----- Recorded data -----

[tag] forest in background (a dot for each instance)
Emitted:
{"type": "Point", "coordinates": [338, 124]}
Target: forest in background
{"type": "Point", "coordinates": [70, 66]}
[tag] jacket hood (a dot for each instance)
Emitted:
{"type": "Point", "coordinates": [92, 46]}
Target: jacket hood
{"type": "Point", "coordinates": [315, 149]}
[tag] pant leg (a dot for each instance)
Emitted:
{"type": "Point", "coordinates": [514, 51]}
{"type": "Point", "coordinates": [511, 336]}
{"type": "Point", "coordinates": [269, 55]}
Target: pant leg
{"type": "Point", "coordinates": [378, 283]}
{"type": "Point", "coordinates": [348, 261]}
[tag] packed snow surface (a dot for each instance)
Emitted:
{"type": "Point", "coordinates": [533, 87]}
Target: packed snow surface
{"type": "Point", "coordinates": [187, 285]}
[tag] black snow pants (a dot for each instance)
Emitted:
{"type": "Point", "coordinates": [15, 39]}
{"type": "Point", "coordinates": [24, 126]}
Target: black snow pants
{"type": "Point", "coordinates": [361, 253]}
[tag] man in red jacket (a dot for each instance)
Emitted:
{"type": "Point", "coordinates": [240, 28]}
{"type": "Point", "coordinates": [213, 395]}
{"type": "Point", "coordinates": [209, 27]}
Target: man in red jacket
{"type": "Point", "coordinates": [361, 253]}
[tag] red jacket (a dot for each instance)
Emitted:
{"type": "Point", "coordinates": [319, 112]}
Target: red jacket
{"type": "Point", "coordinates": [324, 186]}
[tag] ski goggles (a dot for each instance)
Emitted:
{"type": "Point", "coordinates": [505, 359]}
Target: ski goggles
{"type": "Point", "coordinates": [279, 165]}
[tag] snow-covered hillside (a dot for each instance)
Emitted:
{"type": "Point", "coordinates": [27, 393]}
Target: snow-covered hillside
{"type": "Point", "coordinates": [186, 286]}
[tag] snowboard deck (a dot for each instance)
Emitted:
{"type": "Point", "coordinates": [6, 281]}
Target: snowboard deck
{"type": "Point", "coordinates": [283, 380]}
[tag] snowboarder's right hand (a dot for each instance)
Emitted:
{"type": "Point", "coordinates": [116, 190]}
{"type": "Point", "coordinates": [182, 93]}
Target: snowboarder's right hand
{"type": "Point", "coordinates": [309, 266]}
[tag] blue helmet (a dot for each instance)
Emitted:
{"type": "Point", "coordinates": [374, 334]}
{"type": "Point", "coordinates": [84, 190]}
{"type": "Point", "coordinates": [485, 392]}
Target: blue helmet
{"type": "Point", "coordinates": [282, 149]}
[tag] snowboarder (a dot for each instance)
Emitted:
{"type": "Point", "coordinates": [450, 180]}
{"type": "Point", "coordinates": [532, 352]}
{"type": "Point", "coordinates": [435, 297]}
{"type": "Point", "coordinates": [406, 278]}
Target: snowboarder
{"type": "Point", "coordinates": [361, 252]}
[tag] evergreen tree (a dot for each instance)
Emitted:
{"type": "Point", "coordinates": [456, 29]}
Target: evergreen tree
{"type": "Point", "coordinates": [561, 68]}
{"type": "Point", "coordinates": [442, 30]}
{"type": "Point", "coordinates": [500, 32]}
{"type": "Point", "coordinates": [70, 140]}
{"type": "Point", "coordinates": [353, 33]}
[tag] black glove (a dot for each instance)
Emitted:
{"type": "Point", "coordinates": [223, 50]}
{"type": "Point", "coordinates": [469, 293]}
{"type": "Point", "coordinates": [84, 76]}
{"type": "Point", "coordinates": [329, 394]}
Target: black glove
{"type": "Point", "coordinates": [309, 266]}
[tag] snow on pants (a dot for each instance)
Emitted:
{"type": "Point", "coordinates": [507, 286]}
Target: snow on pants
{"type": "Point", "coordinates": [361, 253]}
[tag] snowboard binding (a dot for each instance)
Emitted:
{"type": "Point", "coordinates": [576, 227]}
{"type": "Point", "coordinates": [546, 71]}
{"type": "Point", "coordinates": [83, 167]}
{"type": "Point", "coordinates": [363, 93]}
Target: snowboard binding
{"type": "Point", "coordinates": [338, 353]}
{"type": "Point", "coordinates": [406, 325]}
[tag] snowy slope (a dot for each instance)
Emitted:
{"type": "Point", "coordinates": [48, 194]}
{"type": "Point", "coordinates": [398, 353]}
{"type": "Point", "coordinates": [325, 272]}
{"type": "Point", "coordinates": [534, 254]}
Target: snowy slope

-----

Task objective:
Write the listing out once more, keeping each word as it is.

Answer to the exercise:
[tag] forest in background (a dot for each instance)
Emitted:
{"type": "Point", "coordinates": [338, 124]}
Target: forest in background
{"type": "Point", "coordinates": [70, 66]}
[tag] jacket hood (a dot for each instance)
Emitted:
{"type": "Point", "coordinates": [92, 46]}
Target: jacket hood
{"type": "Point", "coordinates": [315, 149]}
[tag] pant leg (a dot for each instance)
Emitted:
{"type": "Point", "coordinates": [514, 51]}
{"type": "Point", "coordinates": [511, 336]}
{"type": "Point", "coordinates": [269, 55]}
Target: pant leg
{"type": "Point", "coordinates": [378, 283]}
{"type": "Point", "coordinates": [348, 261]}
[tag] packed snow surface (a dot for each instance)
Emitted:
{"type": "Point", "coordinates": [533, 87]}
Target: packed snow surface
{"type": "Point", "coordinates": [187, 285]}
[tag] black snow pants (a dot for each instance)
Emitted:
{"type": "Point", "coordinates": [15, 39]}
{"type": "Point", "coordinates": [24, 126]}
Target: black snow pants
{"type": "Point", "coordinates": [361, 253]}
[tag] man in red jacket (a dot for each instance)
Emitted:
{"type": "Point", "coordinates": [240, 28]}
{"type": "Point", "coordinates": [213, 395]}
{"type": "Point", "coordinates": [209, 27]}
Target: man in red jacket
{"type": "Point", "coordinates": [361, 253]}
[tag] red jacket (a dot for each instance)
Emitted:
{"type": "Point", "coordinates": [319, 112]}
Target: red jacket
{"type": "Point", "coordinates": [324, 186]}
[tag] ski goggles (a dot for each instance)
Emitted:
{"type": "Point", "coordinates": [505, 359]}
Target: ski goggles
{"type": "Point", "coordinates": [279, 165]}
[tag] snow-covered hillside (a dot for each instance)
Emitted:
{"type": "Point", "coordinates": [27, 393]}
Target: snow-covered hillside
{"type": "Point", "coordinates": [186, 286]}
[tag] snowboard deck (a dot for each instance)
Emitted:
{"type": "Point", "coordinates": [6, 281]}
Target: snowboard deck
{"type": "Point", "coordinates": [283, 380]}
[tag] snowboarder's right hand (a dot for each instance)
Emitted:
{"type": "Point", "coordinates": [116, 190]}
{"type": "Point", "coordinates": [182, 93]}
Target: snowboarder's right hand
{"type": "Point", "coordinates": [309, 266]}
[tag] blue helmet (a dot for each instance)
Emitted:
{"type": "Point", "coordinates": [374, 334]}
{"type": "Point", "coordinates": [84, 190]}
{"type": "Point", "coordinates": [485, 392]}
Target: blue helmet
{"type": "Point", "coordinates": [282, 149]}
[tag] snowboarder (a dot for each instance)
Emitted:
{"type": "Point", "coordinates": [450, 180]}
{"type": "Point", "coordinates": [532, 352]}
{"type": "Point", "coordinates": [435, 297]}
{"type": "Point", "coordinates": [406, 278]}
Target: snowboarder
{"type": "Point", "coordinates": [361, 252]}
[tag] evergreen tree (a dot for each instance)
Emitted:
{"type": "Point", "coordinates": [456, 29]}
Target: evergreen tree
{"type": "Point", "coordinates": [561, 68]}
{"type": "Point", "coordinates": [442, 30]}
{"type": "Point", "coordinates": [500, 32]}
{"type": "Point", "coordinates": [70, 140]}
{"type": "Point", "coordinates": [353, 33]}
[tag] black glove (a dot for each instance)
Emitted:
{"type": "Point", "coordinates": [223, 50]}
{"type": "Point", "coordinates": [469, 293]}
{"type": "Point", "coordinates": [84, 76]}
{"type": "Point", "coordinates": [329, 394]}
Target: black glove
{"type": "Point", "coordinates": [309, 266]}
[tag] snow on pants (a dot for each instance)
Emitted:
{"type": "Point", "coordinates": [507, 286]}
Target: snow on pants
{"type": "Point", "coordinates": [361, 253]}
[tag] snowboard binding (a dot for each instance)
Emitted:
{"type": "Point", "coordinates": [576, 227]}
{"type": "Point", "coordinates": [546, 71]}
{"type": "Point", "coordinates": [83, 167]}
{"type": "Point", "coordinates": [363, 93]}
Target: snowboard binding
{"type": "Point", "coordinates": [338, 353]}
{"type": "Point", "coordinates": [406, 325]}
[tag] snowy slope (a dot for each instance)
Emitted:
{"type": "Point", "coordinates": [48, 194]}
{"type": "Point", "coordinates": [398, 353]}
{"type": "Point", "coordinates": [325, 272]}
{"type": "Point", "coordinates": [534, 254]}
Target: snowy slope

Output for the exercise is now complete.